Gracias a eso en los campos de Kholzum hay vegetación y barro por todas partes.
Las casas están edificadas en mitad de las huertas. Al conducir por la estrechísima y recta carretera que atraviesa el territorio hay que tener cuidado para no arrollar aquí y allí a señoras que han extendido una alfombra ocupando el único carril y la están lavando con mangueras y cepillos. Las lavan en la carretera porque el asfalto es el único sitio donde no hay tierra ni barro.
Es una zona extremadamente frondosa donde todo es muy verde. No sólo hay campos inmensos de algodón; también terrenos con hortalizas, pequeñas plantaciones de maíz y muchos frutales. Hasta las casas parecen escondidas entre la vegetación desbordante.
Nada anuncia que a sólo unos kilómetros surge de pronto el desierto de piedras y arena salada. Un desierto donde el viento cubre de arenilla cualquier construcción en cuestión de minutos, salpicado por fortines y caravanasares abandonados que parece el paisaje de una película de aventuras orientales. Todo está cerca, amenazante, pero en los campos del Amu Daria parece imposible. Aquí la vida se ha detenido en los días de una infancia de dachas de madera y baños en el río. De niños jugando entre las vacas y grupos de campesinas bulliciosas que se arreglan el pañuelo cuando pasa quien les gusta y cantan a corto cuando están solas. Días de botes de conservas de pepinillos, granjas colectivas y tractores renqueantes.

(MATERIAL PROPORCIONADO):
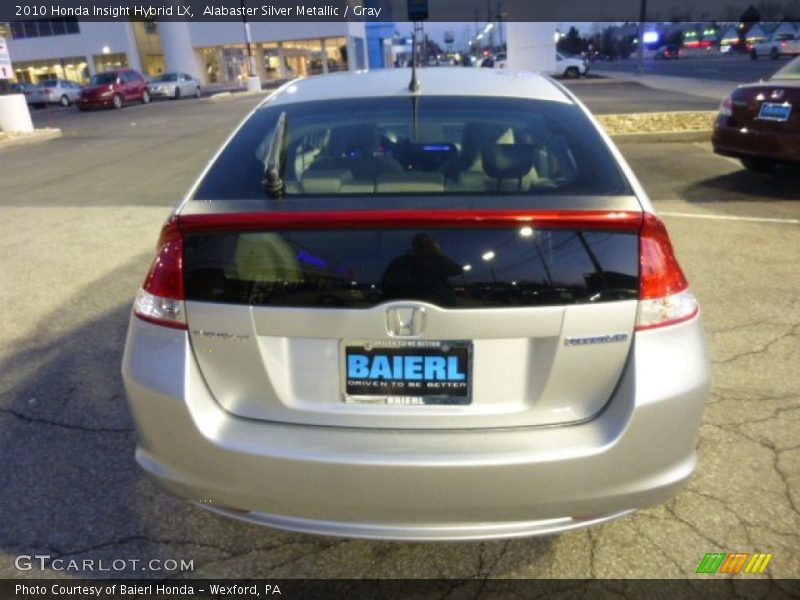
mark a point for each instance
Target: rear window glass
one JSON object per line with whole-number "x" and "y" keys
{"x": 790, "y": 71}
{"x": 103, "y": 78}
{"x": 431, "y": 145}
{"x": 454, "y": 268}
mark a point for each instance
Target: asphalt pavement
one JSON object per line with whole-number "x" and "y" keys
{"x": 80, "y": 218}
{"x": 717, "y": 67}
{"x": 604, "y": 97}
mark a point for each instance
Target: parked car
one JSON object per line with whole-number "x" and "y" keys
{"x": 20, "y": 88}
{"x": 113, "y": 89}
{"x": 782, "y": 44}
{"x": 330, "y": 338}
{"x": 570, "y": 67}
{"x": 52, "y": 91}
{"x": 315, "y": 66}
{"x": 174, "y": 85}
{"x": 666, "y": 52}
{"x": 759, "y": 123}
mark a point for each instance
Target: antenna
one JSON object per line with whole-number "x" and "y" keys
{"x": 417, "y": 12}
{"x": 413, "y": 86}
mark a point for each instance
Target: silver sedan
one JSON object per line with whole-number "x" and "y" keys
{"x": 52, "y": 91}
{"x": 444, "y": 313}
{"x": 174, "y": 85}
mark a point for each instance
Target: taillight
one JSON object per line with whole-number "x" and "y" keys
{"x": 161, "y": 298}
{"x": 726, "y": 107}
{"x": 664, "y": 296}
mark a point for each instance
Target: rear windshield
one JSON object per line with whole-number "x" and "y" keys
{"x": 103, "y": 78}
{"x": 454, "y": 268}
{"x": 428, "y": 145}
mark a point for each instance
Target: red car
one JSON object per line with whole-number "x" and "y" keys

(INSTRUCCIONES):
1. Enumera los cultivos que el artículo sobre los campos de Kholzum sitúa en la zona.
2. Reúne todas las líneas del listado que contengan la cadena "Target".
El artículo y el listado proceden de fuentes distintas.

(RESPUESTAS EN ORDEN):
1. Algodón, hortalizas, maíz y frutales.

2.
Target: rear window glass
Target: asphalt pavement
Target: parked car
Target: antenna
Target: silver sedan
Target: taillight
Target: rear windshield
Target: red car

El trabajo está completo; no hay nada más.